- **WHAT TO WORK ON**
Please set out the records below as a Markdown table with the columns "Row" and "Record line", one row per non-blank line, numbered in order and leaving out the pictures.

[Stored items from a collection]
* Begin *

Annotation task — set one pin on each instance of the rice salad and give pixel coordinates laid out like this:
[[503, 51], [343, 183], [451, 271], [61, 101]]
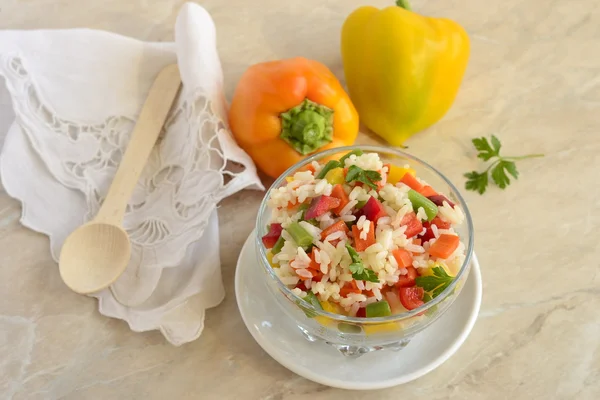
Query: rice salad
[[362, 238]]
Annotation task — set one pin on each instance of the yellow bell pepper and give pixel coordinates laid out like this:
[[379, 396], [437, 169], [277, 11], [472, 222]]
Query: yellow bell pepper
[[396, 173], [329, 307], [403, 70]]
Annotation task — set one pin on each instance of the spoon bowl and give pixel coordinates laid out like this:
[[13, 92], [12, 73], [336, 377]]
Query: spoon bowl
[[97, 253], [94, 255]]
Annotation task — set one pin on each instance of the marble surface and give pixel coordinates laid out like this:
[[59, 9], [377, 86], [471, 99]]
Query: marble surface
[[533, 80]]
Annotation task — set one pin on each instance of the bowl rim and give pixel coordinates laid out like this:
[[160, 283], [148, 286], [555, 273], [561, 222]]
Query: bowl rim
[[360, 320]]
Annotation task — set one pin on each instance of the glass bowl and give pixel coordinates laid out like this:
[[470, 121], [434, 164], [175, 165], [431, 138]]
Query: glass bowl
[[354, 336]]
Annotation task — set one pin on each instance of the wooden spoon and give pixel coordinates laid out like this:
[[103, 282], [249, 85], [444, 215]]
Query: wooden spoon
[[97, 253]]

* End *

- **CORRECT ANSWER**
| Row | Record line |
|---|---|
| 1 | Annotation task — set one pin on each instance of the rice salad and give pixel coordinates laid out like this: |
| 2 | [[503, 51], [343, 183], [451, 271], [61, 101]] |
| 3 | Query: rice salad |
| 4 | [[362, 238]] |
| 5 | Annotation task — set one pin on each instance of the yellow bell pepper and give pixel coordinates laid out like this: |
| 6 | [[379, 396], [437, 169], [277, 11], [472, 222]] |
| 7 | Query: yellow bell pepper |
| 8 | [[396, 173], [329, 307], [403, 70]] |
| 9 | Annotation task — set one pin on each instance of the spoon bowl and give pixel coordinates laid out like this: |
| 10 | [[13, 92], [12, 73], [336, 377]] |
| 11 | Query: spoon bowl |
| 12 | [[97, 253], [94, 255]] |
| 13 | Annotation task — set one pin on each instance of the marble surface and give pixel coordinates laid out like this: |
| 14 | [[59, 9], [377, 86], [471, 99]] |
| 15 | Query: marble surface |
| 16 | [[533, 80]] |
| 17 | Annotation task — set one pin on each instance of the bowl rim and give pixel coordinates laid out like this: |
| 18 | [[160, 283], [148, 286], [555, 273], [561, 222]] |
| 19 | Query: bowl rim |
| 20 | [[360, 320]] |
| 21 | Annotation task — set one pin on each instance of the glass bowl and give pixel coordinates laid out like this: |
| 22 | [[470, 121], [434, 164], [175, 165], [431, 138]] |
| 23 | Query: glass bowl |
| 24 | [[354, 336]] |
| 25 | Annotation task — set one pin on each instance of the wooden spoon and give pixel coordinates laid out like this: |
| 26 | [[103, 282], [249, 85], [444, 215]] |
| 27 | Query: wooden spoon |
| 28 | [[97, 253]] |